Transcribe the stretch of entries below from the line with "Target: reflection of tree" through the line with "pin the palm tree, one dot per instance", exactly and with both ends included; leave out all other lines.

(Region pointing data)
══════════════════════════════

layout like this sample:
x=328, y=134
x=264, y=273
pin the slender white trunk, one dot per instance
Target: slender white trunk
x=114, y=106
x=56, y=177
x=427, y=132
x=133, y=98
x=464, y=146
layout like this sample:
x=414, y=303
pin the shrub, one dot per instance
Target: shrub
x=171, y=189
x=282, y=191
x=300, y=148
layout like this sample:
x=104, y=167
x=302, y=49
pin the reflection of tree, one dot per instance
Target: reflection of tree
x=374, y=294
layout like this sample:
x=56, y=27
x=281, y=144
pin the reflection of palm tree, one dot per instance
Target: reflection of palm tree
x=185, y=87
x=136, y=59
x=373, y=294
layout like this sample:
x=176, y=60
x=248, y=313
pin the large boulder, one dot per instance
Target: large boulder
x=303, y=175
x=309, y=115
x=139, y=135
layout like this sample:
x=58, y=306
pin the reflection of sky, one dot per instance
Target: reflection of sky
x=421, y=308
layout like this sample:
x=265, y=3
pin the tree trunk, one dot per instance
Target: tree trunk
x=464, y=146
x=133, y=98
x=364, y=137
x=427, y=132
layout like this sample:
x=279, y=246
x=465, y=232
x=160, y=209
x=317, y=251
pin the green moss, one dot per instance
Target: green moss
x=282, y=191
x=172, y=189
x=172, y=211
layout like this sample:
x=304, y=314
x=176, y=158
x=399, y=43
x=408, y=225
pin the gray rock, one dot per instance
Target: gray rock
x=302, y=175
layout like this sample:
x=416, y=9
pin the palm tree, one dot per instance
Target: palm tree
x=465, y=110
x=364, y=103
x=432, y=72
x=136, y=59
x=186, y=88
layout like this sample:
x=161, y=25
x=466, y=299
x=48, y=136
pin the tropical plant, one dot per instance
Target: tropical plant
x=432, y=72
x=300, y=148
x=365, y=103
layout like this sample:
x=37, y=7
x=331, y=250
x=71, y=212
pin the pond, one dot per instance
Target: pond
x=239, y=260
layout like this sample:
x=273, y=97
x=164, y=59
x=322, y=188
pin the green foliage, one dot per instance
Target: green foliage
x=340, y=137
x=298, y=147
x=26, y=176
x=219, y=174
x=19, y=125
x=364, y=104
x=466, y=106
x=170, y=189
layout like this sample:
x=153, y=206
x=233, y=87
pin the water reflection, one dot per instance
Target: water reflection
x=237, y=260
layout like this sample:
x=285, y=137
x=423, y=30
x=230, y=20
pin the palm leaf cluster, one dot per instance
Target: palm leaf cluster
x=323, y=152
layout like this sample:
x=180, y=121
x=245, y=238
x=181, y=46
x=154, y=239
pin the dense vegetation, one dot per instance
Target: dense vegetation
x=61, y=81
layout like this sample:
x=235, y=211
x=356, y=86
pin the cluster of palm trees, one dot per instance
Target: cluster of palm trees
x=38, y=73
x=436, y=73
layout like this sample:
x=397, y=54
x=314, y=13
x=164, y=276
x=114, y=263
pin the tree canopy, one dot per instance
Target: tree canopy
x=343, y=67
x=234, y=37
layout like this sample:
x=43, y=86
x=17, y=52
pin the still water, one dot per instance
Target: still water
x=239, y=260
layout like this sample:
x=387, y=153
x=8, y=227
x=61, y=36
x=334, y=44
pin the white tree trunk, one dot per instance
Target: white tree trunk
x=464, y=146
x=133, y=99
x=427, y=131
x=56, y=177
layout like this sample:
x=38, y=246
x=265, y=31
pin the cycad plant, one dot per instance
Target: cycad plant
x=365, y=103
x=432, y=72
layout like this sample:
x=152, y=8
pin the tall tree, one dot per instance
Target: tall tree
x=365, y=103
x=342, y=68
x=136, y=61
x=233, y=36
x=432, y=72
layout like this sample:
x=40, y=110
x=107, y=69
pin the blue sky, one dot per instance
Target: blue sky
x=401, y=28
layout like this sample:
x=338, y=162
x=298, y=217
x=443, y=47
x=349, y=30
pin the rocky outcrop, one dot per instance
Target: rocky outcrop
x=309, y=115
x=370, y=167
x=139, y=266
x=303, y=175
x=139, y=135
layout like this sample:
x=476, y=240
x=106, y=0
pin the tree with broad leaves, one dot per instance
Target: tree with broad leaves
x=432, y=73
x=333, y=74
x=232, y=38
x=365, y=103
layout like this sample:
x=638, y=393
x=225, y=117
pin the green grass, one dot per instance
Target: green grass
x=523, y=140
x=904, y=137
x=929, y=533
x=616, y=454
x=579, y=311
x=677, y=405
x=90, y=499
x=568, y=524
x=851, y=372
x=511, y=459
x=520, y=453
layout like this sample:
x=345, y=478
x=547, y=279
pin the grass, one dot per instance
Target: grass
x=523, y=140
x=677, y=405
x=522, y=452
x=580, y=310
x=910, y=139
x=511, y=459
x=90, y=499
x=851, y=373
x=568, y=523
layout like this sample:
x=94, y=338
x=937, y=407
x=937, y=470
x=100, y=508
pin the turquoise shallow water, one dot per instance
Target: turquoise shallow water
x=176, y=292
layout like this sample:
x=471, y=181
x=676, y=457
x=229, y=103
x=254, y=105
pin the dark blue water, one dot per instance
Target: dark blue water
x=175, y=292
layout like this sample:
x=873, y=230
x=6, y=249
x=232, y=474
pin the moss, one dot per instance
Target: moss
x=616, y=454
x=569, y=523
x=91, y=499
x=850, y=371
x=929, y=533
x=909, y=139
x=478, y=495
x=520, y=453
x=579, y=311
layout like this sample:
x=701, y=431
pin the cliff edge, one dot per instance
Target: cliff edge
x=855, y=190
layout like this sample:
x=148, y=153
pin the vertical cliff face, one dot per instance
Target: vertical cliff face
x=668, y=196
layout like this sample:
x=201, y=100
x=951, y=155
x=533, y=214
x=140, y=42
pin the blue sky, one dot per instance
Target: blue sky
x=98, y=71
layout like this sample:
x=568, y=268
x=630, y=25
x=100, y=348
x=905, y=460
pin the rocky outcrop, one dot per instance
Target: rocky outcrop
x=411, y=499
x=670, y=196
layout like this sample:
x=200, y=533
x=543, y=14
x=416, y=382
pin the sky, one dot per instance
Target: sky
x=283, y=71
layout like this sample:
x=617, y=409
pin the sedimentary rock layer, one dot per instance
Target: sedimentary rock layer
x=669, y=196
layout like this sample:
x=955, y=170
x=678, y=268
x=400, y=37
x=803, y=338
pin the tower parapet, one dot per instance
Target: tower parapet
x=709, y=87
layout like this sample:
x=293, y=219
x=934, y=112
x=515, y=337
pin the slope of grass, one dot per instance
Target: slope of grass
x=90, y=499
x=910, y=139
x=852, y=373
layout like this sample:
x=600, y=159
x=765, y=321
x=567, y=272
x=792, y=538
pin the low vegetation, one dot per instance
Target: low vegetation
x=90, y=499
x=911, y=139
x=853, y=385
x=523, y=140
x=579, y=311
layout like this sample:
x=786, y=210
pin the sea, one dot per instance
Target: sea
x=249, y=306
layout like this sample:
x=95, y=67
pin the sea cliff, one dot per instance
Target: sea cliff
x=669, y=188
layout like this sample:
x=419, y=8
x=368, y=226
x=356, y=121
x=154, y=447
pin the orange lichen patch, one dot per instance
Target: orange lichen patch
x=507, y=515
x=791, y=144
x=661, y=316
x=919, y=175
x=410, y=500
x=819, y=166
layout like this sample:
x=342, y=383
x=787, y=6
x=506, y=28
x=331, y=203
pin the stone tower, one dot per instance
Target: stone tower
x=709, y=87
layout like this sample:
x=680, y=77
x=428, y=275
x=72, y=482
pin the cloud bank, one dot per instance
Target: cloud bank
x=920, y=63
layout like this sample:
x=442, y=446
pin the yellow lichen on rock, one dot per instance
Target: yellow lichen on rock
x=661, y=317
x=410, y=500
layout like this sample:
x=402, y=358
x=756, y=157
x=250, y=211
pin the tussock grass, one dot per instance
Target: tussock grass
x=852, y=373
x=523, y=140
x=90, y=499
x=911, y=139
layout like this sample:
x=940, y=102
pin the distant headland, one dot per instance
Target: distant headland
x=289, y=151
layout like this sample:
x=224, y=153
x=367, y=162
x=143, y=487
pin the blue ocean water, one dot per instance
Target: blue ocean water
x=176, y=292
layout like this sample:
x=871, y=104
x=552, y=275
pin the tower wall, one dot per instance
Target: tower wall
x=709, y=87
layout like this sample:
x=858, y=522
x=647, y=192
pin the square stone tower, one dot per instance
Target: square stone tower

══════════════════════════════

### [Answer to this problem]
Target: reflection of tree
x=374, y=294
layout like this sample:
x=56, y=27
x=281, y=144
pin the reflection of palm tree, one dot per instance
Target: reflection of palm tree
x=185, y=87
x=136, y=59
x=373, y=294
layout like this sample:
x=176, y=60
x=248, y=313
pin the large boulder, one dot per instance
Target: large boulder
x=303, y=175
x=309, y=115
x=139, y=135
layout like this sample:
x=58, y=306
pin the reflection of sky, one dot per instance
Target: reflection of sky
x=421, y=308
layout like this sample:
x=265, y=3
pin the tree trunk, one dot per instance
Target: tree trunk
x=464, y=146
x=133, y=98
x=364, y=137
x=427, y=132
layout like this sample:
x=279, y=246
x=465, y=232
x=160, y=209
x=317, y=251
pin the green moss, one dot per instance
Target: green moss
x=282, y=191
x=172, y=189
x=172, y=211
layout like this sample:
x=304, y=314
x=176, y=158
x=399, y=43
x=408, y=225
pin the gray rock, one dot per instance
Target: gray rock
x=302, y=175
layout like this sample:
x=416, y=9
pin the palm tree, one dot per instance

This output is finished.